(PROBLEM DETAILS) Take every line containing "shower" out of the records.
:: DATA PROVIDED ::
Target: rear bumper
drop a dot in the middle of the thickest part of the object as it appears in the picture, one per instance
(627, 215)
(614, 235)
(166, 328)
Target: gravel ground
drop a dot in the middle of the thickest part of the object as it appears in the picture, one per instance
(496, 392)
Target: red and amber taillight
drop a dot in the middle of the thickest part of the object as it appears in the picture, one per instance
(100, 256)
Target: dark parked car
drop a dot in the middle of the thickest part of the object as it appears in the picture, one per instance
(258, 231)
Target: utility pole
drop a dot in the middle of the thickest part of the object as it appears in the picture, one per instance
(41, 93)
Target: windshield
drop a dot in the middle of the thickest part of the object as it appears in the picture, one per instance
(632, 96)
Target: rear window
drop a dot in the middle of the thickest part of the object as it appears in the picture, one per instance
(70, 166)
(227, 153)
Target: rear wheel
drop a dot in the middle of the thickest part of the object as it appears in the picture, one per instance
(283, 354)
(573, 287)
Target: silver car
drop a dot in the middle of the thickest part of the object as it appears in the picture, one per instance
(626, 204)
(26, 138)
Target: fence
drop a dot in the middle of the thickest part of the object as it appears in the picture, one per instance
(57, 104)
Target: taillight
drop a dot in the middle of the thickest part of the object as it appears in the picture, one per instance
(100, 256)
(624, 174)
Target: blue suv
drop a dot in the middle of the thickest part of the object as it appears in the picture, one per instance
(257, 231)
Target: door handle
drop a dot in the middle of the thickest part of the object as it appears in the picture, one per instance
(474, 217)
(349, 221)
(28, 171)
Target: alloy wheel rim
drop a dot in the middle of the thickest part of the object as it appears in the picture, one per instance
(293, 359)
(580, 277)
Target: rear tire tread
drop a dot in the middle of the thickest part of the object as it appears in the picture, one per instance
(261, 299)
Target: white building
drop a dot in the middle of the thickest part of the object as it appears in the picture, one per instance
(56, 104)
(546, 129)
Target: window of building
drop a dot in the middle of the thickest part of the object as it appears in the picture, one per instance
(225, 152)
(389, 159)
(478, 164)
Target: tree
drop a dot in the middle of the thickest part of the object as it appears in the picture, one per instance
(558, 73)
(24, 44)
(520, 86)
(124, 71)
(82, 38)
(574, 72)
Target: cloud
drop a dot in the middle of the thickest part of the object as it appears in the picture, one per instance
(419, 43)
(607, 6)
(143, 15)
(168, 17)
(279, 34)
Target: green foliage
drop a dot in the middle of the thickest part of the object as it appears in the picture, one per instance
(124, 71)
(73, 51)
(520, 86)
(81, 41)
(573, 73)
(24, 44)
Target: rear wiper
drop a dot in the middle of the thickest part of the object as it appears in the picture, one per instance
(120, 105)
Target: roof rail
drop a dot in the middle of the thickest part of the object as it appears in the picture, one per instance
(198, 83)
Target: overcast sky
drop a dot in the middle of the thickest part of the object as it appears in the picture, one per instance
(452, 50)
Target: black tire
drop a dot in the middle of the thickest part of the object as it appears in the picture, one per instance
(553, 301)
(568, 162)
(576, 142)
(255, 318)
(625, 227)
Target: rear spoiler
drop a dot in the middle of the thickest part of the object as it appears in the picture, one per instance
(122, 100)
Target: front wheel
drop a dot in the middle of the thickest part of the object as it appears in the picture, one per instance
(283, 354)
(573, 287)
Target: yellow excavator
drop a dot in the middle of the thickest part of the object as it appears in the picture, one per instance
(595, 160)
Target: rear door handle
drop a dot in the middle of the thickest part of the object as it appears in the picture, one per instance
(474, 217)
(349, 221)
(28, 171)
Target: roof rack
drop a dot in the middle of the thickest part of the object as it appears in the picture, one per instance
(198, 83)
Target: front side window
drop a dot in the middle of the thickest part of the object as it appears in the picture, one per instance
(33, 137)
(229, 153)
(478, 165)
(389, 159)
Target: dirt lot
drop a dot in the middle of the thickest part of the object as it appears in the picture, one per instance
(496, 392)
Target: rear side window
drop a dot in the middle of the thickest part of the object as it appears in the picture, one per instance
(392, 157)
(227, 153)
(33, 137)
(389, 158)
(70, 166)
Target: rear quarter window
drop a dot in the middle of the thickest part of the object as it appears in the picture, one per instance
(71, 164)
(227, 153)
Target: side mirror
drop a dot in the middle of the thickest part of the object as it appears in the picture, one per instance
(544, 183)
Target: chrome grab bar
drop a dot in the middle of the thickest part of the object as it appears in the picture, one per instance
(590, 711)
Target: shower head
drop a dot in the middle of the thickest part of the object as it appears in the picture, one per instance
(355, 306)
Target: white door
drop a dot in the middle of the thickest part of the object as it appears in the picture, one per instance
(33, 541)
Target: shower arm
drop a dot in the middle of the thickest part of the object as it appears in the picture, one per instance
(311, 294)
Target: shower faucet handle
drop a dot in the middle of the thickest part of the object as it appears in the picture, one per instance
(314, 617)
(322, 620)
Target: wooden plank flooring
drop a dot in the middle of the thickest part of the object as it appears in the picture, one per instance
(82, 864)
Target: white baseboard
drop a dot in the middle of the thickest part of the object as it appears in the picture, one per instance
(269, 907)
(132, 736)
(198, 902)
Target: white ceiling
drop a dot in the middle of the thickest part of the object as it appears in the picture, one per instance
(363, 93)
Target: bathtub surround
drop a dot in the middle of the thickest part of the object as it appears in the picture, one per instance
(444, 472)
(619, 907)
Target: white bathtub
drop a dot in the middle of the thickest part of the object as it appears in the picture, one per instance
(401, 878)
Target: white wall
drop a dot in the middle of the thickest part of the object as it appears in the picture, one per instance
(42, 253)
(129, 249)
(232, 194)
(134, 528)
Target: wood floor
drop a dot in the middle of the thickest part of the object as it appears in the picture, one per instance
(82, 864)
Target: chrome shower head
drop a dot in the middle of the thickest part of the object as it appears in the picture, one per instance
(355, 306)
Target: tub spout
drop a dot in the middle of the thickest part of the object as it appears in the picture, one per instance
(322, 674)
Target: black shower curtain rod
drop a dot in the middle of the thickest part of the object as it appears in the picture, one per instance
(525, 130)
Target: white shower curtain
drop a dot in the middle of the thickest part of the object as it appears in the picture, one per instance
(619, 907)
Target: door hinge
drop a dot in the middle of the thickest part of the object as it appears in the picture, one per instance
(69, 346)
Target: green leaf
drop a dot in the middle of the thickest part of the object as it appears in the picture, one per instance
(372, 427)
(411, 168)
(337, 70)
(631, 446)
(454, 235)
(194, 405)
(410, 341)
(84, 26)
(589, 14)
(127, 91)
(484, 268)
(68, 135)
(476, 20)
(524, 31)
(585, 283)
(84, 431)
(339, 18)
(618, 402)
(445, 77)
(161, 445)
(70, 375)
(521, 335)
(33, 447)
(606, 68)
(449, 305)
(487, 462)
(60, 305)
:::
(ANSWER TO THE PROBLEM)
Target: shower head
Target: shower arm
Target: shower faucet handle
Target: chrome shower head
Target: black shower curtain rod
Target: white shower curtain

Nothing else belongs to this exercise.